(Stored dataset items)

=-=-=-=-=

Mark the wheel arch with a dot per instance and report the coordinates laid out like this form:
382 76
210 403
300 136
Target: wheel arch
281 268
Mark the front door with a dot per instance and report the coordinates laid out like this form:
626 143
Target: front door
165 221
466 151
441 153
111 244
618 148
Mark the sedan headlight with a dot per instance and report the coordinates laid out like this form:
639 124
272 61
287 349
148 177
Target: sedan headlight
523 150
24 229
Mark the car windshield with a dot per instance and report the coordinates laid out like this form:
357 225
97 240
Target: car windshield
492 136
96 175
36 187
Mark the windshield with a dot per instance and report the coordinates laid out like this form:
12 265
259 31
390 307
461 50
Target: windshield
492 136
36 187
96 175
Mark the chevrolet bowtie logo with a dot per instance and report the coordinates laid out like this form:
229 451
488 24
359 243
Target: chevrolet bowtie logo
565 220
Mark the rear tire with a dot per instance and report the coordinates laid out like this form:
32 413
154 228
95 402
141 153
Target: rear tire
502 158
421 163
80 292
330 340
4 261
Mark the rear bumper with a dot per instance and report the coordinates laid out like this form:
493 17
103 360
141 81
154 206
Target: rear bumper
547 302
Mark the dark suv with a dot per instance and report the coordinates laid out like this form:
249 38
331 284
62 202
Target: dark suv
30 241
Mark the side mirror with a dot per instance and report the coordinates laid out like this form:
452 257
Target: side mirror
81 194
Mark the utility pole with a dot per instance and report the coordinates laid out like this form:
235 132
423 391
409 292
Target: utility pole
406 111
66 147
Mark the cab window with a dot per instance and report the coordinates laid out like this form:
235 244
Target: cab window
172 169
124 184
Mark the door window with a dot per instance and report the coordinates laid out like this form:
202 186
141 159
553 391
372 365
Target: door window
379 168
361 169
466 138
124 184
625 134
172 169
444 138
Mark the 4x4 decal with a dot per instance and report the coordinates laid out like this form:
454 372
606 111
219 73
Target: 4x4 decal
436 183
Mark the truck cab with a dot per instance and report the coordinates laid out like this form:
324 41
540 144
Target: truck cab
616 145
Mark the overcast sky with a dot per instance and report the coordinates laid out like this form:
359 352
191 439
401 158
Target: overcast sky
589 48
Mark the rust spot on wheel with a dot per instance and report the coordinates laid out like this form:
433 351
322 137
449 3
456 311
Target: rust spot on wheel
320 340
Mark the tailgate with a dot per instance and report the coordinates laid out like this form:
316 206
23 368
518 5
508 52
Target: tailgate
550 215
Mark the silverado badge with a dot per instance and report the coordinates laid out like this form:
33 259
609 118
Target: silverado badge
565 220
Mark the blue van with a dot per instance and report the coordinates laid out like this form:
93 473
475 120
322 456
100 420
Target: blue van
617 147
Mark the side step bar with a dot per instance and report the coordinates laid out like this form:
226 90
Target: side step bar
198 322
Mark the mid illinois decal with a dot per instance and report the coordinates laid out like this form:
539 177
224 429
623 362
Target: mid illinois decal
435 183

=-=-=-=-=

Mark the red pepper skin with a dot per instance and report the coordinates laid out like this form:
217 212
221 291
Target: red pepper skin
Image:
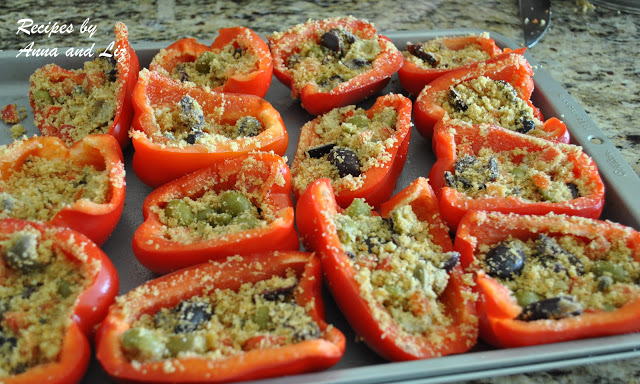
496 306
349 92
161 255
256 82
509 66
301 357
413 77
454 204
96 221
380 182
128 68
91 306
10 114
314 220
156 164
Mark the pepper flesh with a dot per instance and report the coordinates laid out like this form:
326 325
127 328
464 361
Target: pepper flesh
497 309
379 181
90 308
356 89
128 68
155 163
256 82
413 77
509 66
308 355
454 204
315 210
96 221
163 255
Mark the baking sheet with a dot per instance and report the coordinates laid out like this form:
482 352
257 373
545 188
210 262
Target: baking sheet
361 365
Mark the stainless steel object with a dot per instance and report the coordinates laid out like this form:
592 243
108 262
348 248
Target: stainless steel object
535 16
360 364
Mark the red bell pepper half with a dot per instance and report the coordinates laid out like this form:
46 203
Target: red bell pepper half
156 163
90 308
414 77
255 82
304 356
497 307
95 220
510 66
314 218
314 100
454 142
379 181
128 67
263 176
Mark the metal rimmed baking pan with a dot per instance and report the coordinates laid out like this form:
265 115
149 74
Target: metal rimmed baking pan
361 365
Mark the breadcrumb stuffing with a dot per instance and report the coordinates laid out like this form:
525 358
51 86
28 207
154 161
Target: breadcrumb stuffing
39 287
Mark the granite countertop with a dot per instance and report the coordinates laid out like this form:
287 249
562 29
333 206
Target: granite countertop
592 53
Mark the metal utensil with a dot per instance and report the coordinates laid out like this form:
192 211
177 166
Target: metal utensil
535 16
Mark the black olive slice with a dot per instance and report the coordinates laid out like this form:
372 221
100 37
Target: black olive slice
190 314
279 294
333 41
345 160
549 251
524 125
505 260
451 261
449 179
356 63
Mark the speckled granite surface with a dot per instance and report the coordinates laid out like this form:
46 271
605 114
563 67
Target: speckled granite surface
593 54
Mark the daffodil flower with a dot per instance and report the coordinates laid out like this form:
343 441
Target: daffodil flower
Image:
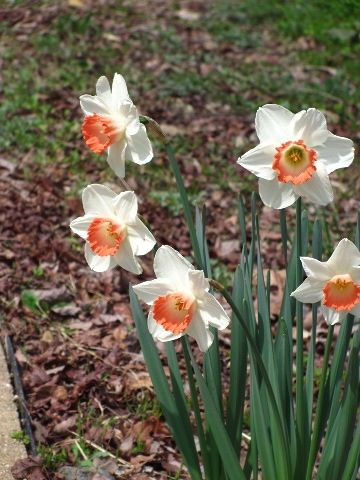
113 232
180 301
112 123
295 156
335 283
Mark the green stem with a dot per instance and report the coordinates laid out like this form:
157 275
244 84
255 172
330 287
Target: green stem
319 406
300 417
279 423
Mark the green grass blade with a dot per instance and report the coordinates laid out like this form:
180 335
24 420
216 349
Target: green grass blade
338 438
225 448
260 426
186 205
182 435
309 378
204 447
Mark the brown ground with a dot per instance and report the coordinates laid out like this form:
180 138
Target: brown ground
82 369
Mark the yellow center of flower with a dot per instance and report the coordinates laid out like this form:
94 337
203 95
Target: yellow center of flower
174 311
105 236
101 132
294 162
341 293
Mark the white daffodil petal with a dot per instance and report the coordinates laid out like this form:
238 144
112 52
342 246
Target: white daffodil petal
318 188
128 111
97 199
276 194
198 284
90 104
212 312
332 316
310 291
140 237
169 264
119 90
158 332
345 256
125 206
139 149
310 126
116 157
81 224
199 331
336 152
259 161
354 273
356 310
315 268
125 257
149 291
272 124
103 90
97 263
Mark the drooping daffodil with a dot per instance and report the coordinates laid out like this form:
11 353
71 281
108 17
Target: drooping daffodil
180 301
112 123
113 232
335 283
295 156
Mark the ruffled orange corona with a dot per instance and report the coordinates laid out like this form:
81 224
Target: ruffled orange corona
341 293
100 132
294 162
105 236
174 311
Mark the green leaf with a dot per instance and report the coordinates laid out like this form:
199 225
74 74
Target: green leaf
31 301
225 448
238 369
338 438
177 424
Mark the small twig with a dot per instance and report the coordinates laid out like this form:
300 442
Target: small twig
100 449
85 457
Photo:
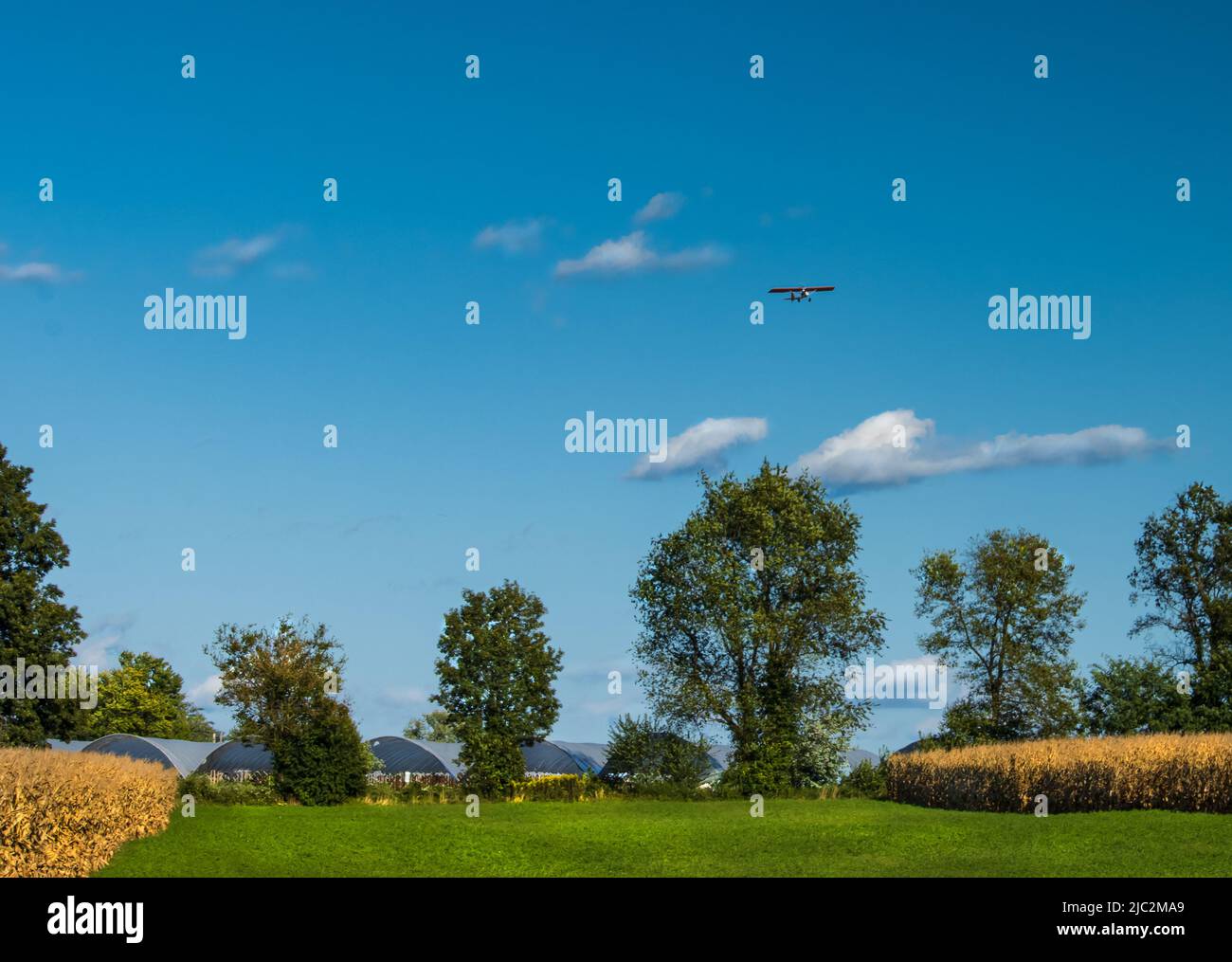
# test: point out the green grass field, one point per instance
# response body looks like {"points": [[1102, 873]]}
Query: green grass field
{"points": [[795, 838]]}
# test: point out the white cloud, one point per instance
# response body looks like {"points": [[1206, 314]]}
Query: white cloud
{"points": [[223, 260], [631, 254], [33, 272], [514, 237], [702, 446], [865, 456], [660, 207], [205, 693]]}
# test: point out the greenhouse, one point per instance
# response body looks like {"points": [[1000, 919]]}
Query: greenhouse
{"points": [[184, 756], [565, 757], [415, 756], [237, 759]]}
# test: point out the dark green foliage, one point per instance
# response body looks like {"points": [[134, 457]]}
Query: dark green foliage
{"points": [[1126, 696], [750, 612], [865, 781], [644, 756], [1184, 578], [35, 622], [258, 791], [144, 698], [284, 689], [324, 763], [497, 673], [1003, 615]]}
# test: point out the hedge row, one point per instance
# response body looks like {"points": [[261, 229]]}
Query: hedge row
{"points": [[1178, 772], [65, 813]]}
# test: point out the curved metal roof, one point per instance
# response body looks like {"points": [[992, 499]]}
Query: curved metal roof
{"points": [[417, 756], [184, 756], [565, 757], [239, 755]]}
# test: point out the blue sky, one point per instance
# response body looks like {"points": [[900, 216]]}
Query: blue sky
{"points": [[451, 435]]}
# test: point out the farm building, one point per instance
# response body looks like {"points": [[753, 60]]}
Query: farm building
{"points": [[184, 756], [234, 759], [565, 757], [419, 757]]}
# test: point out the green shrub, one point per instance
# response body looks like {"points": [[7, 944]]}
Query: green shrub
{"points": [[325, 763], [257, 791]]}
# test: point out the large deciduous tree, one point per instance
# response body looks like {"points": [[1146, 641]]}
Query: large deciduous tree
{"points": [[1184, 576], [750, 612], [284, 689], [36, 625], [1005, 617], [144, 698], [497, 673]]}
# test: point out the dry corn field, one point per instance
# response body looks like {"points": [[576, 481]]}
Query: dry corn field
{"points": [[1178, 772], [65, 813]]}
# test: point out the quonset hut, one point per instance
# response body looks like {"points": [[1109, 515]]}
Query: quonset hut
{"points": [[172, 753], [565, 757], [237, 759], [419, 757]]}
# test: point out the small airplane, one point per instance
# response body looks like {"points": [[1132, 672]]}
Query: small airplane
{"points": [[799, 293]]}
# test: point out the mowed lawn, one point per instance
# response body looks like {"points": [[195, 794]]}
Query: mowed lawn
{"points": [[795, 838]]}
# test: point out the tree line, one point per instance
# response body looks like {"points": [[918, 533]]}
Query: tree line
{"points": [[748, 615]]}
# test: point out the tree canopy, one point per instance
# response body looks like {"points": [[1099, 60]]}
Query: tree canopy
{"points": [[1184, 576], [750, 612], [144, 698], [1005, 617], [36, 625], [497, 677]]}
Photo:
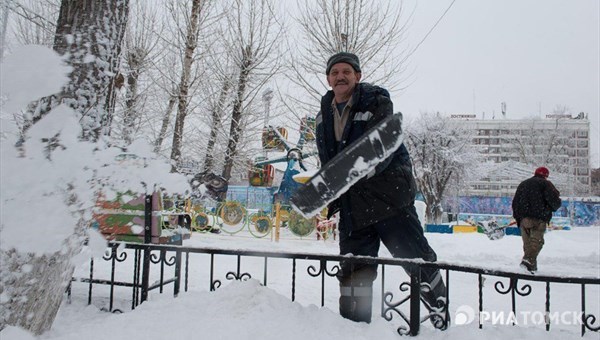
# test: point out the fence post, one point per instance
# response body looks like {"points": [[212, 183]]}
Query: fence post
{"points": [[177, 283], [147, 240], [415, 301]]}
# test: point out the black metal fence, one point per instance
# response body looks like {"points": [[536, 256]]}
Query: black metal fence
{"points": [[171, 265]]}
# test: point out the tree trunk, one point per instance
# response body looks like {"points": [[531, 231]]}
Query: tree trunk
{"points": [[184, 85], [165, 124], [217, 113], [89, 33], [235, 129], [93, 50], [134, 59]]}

=-=-=-=-=

§ **Exercise description**: Provide the count of lines in the data above containing "skin", and nothing further.

§ **Answer box**: 2